--- START ---
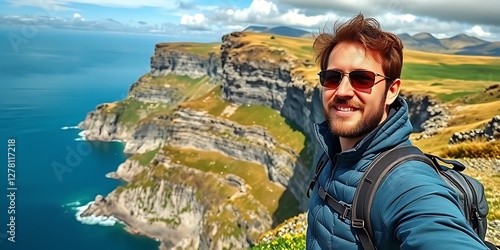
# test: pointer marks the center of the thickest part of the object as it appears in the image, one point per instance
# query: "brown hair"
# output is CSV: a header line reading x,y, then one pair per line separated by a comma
x,y
386,48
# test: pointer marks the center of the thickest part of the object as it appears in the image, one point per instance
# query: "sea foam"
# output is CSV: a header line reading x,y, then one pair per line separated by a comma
x,y
94,220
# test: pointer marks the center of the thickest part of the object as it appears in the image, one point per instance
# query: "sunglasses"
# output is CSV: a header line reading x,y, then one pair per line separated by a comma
x,y
359,79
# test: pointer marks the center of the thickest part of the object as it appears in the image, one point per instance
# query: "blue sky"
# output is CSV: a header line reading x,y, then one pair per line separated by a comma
x,y
208,20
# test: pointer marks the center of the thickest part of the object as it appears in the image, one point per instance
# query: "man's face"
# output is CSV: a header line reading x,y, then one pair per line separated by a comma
x,y
353,113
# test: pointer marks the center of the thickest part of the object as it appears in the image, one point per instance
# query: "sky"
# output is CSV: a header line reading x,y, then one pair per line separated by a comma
x,y
209,20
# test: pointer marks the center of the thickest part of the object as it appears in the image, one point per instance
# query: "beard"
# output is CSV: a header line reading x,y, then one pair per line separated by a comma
x,y
368,122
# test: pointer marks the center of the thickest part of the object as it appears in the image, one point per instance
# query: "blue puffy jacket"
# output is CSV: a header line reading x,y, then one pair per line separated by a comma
x,y
412,209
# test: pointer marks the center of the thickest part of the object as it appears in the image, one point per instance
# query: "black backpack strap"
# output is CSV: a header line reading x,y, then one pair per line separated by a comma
x,y
323,160
373,176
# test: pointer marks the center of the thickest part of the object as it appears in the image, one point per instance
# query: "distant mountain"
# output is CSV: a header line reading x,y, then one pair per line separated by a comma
x,y
280,30
461,41
427,42
461,44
--- END ---
How many lines in the listing contain the string "blue"? Please answer with the number and no other words.

2